Un’eccezione vivente. ‘Nessuna mi ha mai detto di no. Anne Lister e i suoi diari segreti’ di Angela Steidele
@ Lucia Tempestini (07-04-2021)
I love, & only love, the fairer sex & thus, beloved by them in turn,
my heart revolts from any other love but theirs.
Anne Lister
Anne Lister è vissuta negli stessi anni di Jane Austen e delle sue eroine, all’alba del XIX secolo, dovendo affrontare, come loro, una società pettegola e soffocante, regole e rituali che stringevano le donne in una rete metallica impenetrabile e codici mortificanti in cui la dipendenza economica dagli uomini, prima i padri poi i mariti, era rigidamente stabilita. Nulla, per esempio, era ereditabile se non dopo il matrimonio, e qualunque avere passava all’istante nelle mani del coniuge.
Eppure questa eccezione vivente è riuscita a rovesciare ogni canone. Di antica famiglia aristocratica e latifondista, con il suo pragmatismo maschile conquista la fiducia dello zio James convincendolo a intestarle la tenuta di Shibden Hall, nello Yorkshire, che amministra con oculatezza e una certa dose di cinismo. Ambisce addirittura a inserirsi nel nascente processo di industrializzazione grazie ai giacimenti di carbone presenti nei suoi terreni.
L’aspetto che colpisce di più in Anne Lister è la sicurezza. L’assoluta lucidità con la quale descrive i sentimenti provati fin dall’infanzia e l’indole ribelle che si manifesta in qualsiasi circostanza. L’orgoglio (lesbico ante litteram) che sostiene la costruzione minuziosa, quasi ossessiva, di un’identità vista dall’ambiente esterno come bizzarra, diversa. L’esatto contrario di Stephen, protagonista de Il pozzo della solitudine, maestra nell’arte dell’autodenigrazione.

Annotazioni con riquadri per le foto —
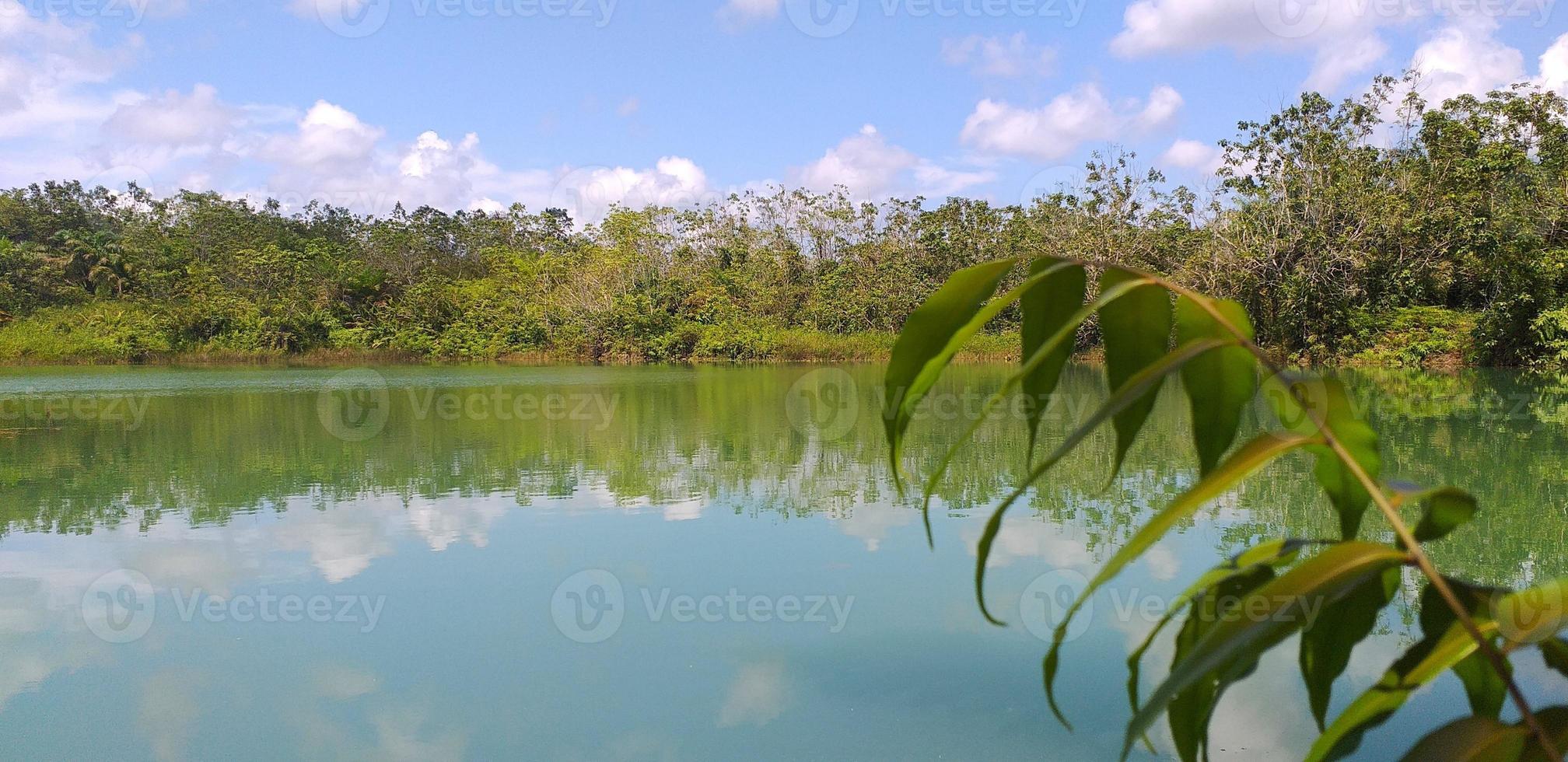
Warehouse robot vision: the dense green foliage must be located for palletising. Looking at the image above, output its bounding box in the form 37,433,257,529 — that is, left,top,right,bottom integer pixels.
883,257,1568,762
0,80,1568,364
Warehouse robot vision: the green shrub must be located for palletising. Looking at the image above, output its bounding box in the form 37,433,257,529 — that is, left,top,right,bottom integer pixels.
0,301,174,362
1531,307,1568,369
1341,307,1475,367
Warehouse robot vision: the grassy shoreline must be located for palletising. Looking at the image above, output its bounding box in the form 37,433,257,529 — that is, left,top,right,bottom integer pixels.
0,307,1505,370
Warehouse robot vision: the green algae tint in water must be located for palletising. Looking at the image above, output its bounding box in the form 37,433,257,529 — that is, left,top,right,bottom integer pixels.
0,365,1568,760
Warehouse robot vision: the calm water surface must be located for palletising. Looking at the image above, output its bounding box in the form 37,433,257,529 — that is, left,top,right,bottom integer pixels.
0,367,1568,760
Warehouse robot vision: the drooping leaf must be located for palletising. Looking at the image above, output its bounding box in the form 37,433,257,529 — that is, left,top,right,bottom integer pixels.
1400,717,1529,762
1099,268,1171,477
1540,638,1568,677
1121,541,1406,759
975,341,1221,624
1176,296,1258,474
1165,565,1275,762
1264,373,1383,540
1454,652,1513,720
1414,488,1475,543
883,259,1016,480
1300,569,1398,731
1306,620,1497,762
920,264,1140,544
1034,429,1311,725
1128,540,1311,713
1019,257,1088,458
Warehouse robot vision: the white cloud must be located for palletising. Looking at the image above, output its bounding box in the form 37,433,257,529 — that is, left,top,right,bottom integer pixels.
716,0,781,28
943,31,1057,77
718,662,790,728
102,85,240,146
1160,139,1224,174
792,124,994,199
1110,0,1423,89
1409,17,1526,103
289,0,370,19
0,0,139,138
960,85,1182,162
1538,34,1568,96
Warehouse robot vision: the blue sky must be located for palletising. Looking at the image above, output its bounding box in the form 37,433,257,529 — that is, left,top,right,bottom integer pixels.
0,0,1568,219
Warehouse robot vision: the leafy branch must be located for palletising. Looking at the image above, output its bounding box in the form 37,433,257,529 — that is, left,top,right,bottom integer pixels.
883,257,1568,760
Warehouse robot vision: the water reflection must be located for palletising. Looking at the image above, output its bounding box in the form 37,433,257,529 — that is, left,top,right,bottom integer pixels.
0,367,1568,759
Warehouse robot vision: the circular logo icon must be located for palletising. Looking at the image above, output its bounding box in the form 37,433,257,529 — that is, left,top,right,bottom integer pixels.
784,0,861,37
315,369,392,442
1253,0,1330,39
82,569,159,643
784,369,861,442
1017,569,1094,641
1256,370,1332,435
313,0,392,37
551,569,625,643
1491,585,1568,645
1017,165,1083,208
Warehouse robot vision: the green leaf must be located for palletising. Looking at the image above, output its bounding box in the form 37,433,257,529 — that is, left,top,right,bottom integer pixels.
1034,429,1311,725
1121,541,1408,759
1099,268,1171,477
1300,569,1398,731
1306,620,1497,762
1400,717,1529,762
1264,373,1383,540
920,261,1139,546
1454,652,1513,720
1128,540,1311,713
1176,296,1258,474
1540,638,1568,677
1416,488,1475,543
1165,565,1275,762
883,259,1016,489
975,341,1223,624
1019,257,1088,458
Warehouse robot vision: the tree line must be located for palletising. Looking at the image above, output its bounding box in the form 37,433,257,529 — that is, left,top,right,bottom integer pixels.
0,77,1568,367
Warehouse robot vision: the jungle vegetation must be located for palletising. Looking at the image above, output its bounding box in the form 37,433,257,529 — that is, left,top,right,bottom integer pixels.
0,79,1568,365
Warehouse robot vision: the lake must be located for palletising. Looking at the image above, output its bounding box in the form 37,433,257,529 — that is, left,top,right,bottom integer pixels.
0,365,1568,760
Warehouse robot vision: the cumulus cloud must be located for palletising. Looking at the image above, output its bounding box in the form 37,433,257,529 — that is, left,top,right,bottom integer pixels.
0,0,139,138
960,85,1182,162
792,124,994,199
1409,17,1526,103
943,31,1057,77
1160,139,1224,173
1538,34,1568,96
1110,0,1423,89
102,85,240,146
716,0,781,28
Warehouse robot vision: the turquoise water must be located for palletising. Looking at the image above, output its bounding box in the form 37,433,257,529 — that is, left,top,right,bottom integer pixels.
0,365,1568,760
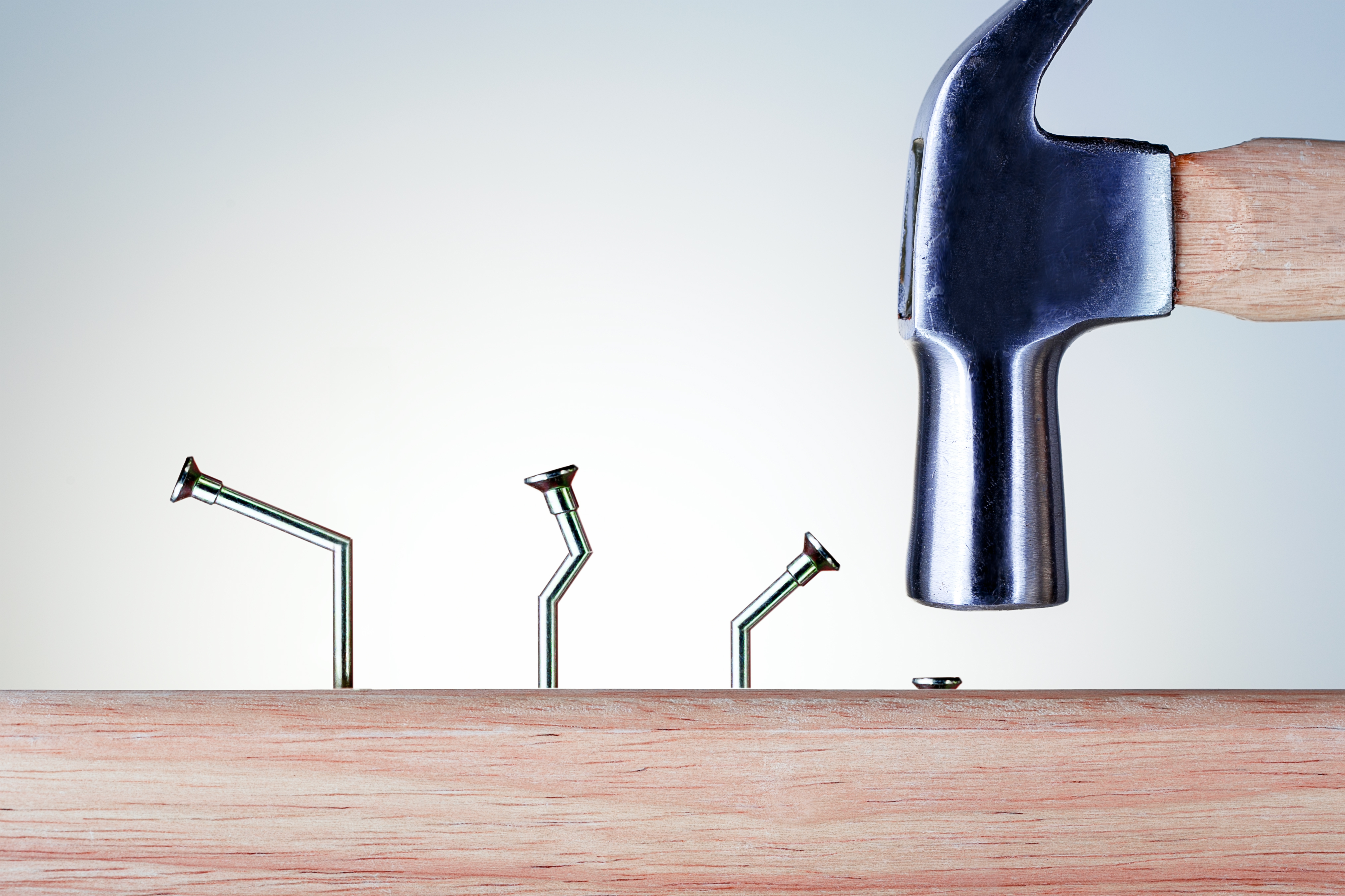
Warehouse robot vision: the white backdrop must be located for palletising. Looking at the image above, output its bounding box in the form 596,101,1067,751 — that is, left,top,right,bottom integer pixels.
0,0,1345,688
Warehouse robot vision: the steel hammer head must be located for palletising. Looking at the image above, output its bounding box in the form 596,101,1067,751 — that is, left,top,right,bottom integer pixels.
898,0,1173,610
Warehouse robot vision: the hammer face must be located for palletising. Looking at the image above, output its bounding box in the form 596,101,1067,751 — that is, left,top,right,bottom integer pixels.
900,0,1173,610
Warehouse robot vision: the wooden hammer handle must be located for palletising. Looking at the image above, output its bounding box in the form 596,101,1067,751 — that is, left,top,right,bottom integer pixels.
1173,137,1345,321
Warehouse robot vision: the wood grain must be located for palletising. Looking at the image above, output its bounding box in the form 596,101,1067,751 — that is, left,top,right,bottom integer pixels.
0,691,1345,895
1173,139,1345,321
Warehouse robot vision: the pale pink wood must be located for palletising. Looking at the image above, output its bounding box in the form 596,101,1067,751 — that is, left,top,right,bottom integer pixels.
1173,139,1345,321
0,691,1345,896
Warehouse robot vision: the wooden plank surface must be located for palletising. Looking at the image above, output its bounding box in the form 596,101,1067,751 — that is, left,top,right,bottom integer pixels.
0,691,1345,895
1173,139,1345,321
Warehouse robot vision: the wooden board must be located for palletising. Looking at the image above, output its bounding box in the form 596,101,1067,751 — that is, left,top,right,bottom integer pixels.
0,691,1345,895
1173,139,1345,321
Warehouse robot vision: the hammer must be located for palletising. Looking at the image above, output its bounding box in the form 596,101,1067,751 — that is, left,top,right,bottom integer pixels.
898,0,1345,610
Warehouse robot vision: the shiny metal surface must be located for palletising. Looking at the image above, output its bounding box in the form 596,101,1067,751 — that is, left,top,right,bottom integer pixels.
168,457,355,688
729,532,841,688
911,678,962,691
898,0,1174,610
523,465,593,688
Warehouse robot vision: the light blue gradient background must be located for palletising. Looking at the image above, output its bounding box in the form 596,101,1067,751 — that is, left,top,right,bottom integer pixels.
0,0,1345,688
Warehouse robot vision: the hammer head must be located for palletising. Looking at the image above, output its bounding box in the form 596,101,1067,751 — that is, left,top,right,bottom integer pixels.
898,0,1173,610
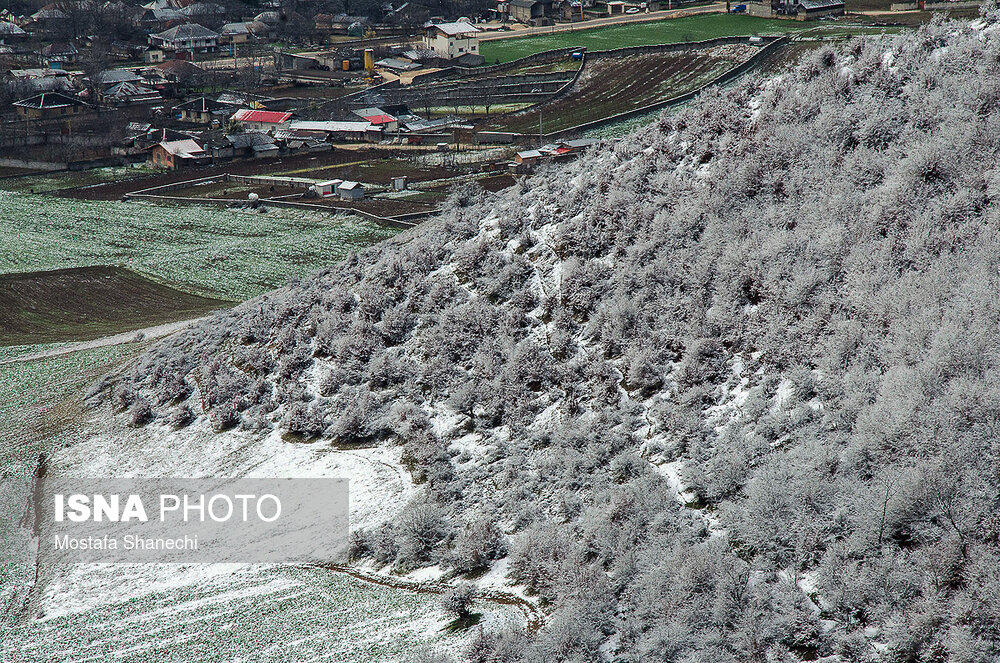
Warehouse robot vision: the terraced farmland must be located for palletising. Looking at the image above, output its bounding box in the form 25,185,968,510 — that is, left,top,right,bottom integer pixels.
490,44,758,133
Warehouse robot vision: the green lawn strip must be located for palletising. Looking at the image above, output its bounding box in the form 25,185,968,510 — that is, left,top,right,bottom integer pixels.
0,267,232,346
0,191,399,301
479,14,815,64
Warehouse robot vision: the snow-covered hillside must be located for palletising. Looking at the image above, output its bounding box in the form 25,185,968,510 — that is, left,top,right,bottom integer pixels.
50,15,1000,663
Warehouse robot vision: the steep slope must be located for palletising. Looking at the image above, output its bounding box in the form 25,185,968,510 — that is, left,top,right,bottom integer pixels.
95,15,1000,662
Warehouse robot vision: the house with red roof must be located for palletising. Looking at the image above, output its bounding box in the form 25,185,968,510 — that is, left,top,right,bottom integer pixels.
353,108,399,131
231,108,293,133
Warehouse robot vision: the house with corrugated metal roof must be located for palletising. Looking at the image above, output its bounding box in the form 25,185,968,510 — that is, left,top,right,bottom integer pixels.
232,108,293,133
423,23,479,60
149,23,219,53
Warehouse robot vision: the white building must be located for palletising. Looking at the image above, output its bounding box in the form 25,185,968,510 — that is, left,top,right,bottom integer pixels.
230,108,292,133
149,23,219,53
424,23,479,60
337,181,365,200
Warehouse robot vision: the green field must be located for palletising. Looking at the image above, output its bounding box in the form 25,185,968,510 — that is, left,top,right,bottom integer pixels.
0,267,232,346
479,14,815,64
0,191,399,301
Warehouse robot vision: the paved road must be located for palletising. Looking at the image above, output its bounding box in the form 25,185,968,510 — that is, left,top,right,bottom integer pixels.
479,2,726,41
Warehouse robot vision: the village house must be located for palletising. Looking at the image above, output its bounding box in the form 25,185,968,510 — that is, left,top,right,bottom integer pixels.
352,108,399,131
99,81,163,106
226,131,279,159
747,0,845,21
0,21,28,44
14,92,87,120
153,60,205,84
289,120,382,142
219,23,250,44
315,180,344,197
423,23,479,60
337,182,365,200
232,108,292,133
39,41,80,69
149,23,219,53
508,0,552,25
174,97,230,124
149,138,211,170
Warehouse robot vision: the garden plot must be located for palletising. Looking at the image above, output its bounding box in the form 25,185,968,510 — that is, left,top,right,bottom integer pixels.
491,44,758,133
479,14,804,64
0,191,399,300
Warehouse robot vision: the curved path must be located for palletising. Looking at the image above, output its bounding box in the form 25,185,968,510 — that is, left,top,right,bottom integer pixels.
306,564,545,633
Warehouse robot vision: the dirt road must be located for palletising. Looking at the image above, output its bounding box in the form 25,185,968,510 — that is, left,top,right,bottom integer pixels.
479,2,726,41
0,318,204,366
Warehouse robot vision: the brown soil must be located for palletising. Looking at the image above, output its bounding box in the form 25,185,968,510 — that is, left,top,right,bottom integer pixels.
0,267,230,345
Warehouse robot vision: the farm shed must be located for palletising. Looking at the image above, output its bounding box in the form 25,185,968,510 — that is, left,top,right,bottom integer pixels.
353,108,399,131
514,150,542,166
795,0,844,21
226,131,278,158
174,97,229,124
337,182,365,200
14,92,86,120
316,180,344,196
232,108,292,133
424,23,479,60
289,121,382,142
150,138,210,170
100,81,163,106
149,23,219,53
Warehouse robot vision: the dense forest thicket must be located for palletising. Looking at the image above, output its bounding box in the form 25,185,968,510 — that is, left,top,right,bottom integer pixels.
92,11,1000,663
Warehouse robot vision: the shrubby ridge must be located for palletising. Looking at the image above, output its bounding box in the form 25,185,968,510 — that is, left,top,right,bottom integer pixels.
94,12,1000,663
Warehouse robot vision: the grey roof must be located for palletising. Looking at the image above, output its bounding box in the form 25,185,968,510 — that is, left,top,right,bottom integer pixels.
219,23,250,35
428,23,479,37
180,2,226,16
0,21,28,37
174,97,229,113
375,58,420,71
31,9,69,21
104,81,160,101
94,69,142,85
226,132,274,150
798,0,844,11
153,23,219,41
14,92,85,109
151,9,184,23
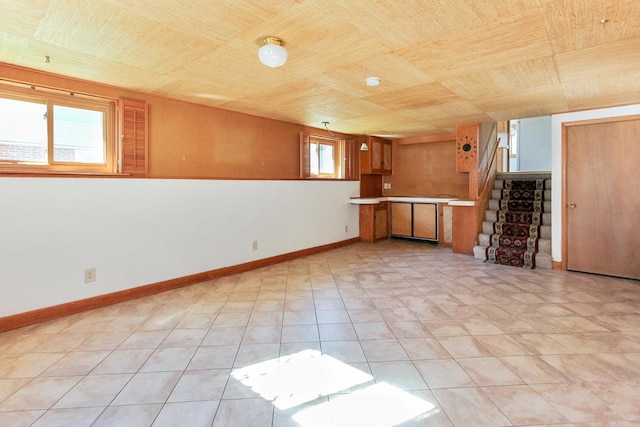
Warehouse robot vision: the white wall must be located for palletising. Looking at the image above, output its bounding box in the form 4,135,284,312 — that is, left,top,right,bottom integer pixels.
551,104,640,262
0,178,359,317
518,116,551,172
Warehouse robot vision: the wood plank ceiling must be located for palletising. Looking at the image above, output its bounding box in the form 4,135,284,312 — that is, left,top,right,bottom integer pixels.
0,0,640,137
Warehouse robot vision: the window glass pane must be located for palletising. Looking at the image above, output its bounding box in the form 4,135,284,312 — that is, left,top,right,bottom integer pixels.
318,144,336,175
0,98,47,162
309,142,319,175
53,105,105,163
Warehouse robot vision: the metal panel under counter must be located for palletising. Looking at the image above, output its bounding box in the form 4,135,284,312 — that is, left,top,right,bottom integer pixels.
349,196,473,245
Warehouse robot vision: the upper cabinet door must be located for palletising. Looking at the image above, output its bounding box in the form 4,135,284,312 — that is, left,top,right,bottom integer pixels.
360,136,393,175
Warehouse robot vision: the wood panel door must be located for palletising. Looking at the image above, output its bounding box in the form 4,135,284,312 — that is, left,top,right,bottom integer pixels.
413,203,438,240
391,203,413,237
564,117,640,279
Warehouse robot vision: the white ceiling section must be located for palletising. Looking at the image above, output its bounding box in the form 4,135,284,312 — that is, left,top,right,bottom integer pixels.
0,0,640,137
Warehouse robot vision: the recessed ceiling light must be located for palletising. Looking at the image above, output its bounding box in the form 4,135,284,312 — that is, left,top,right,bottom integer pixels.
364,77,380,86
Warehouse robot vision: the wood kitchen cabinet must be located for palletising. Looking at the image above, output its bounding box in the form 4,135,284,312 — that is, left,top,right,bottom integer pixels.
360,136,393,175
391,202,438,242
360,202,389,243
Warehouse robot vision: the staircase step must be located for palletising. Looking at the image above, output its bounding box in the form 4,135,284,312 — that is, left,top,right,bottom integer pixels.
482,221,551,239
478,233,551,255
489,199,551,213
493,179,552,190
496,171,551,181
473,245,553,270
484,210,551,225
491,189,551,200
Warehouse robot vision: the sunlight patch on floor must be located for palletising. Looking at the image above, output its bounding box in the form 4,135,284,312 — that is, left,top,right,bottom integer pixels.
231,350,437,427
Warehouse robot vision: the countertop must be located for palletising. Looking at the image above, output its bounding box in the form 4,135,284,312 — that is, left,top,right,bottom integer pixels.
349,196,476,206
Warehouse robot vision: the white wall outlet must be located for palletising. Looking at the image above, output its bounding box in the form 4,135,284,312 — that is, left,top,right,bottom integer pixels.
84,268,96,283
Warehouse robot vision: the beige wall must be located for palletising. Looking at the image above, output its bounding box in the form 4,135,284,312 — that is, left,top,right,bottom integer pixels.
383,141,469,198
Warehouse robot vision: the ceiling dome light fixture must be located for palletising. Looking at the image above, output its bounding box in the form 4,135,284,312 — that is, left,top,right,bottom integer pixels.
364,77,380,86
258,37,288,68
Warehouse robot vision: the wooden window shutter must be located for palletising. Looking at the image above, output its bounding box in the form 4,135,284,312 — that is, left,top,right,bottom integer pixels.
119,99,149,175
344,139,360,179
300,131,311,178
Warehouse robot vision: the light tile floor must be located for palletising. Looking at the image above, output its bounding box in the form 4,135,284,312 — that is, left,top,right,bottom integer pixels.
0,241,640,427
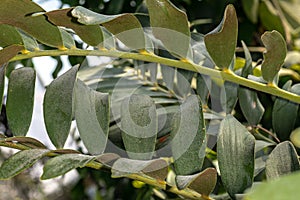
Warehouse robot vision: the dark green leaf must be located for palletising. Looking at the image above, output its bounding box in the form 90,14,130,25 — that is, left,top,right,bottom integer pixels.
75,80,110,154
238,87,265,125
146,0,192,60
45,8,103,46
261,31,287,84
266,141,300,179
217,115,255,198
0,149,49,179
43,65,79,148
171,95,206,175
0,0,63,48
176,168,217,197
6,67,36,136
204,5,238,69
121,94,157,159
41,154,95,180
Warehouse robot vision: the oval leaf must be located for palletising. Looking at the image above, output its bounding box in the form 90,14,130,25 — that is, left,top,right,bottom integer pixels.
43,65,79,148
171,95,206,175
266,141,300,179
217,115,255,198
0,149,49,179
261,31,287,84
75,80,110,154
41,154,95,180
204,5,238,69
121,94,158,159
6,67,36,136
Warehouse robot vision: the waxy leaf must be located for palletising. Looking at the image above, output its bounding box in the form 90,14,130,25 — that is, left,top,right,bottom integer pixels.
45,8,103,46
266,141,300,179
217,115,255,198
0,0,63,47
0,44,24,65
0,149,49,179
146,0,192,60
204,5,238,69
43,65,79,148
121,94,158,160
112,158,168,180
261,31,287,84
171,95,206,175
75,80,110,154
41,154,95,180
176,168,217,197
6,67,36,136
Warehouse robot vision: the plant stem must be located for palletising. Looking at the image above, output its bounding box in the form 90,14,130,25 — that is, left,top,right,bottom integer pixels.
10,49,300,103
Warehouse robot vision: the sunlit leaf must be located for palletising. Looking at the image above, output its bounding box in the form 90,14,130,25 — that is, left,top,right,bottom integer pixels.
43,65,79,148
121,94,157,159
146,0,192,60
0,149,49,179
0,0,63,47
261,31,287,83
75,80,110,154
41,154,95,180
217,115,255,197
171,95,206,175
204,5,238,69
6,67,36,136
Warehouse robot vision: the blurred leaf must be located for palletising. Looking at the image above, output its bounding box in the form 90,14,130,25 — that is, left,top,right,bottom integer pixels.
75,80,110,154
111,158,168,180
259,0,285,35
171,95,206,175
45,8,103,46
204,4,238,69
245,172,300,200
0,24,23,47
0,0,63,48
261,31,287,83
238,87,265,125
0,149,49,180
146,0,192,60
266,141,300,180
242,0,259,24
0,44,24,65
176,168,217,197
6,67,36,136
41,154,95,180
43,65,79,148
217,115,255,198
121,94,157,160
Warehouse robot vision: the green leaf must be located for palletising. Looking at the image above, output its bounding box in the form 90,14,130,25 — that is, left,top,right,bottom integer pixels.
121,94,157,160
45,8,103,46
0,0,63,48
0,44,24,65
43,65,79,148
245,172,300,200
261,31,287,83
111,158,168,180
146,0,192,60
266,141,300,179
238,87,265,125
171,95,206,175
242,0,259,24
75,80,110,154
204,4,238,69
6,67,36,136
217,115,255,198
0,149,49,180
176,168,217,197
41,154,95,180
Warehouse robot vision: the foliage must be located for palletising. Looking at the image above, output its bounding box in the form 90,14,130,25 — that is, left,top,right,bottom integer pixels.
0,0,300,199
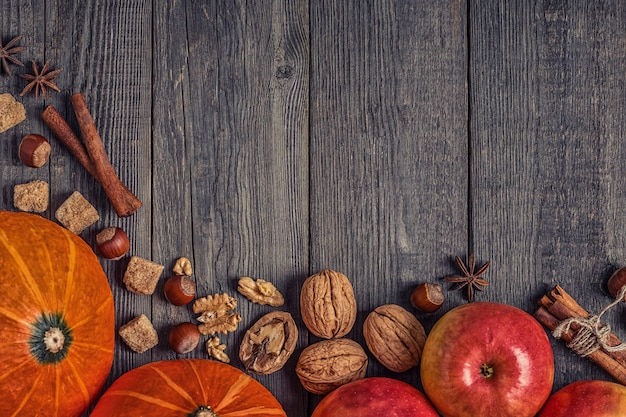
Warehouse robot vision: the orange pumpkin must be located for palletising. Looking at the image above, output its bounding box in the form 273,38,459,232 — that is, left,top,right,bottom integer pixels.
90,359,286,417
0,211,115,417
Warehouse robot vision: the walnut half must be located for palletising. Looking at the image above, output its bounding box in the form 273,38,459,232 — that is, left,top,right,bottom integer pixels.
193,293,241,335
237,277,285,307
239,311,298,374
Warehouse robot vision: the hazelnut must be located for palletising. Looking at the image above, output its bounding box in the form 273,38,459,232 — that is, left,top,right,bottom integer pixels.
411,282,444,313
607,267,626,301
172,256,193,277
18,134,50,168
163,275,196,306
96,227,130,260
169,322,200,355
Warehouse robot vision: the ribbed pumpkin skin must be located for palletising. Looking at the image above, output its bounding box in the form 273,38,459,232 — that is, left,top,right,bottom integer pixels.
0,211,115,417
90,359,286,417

Consegna —
Puoi riscrivere il passo della recensione su Anne Lister che inizia con "Un’eccezione vivente. ‘Nessuna" e termina con "mani del coniuge.", cambiando "Jane Austen" in "Mary Shelley"?

Esercizio svolto —
Un’eccezione vivente. ‘Nessuna mi ha mai detto di no. Anne Lister e i suoi diari segreti’ di Angela Steidele
@ Lucia Tempestini (07-04-2021)
I love, & only love, the fairer sex & thus, beloved by them in turn,
my heart revolts from any other love but theirs.
Anne Lister
Anne Lister è vissuta negli stessi anni di Mary Shelley e delle sue eroine, all’alba del XIX secolo, dovendo affrontare, come loro, una società pettegola e soffocante, regole e rituali che stringevano le donne in una rete metallica impenetrabile e codici mortificanti in cui la dipendenza economica dagli uomini, prima i padri poi i mariti, era rigidamente stabilita. Nulla, per esempio, era ereditabile se non dopo il matrimonio, e qualunque avere passava all’istante nelle mani del coniuge.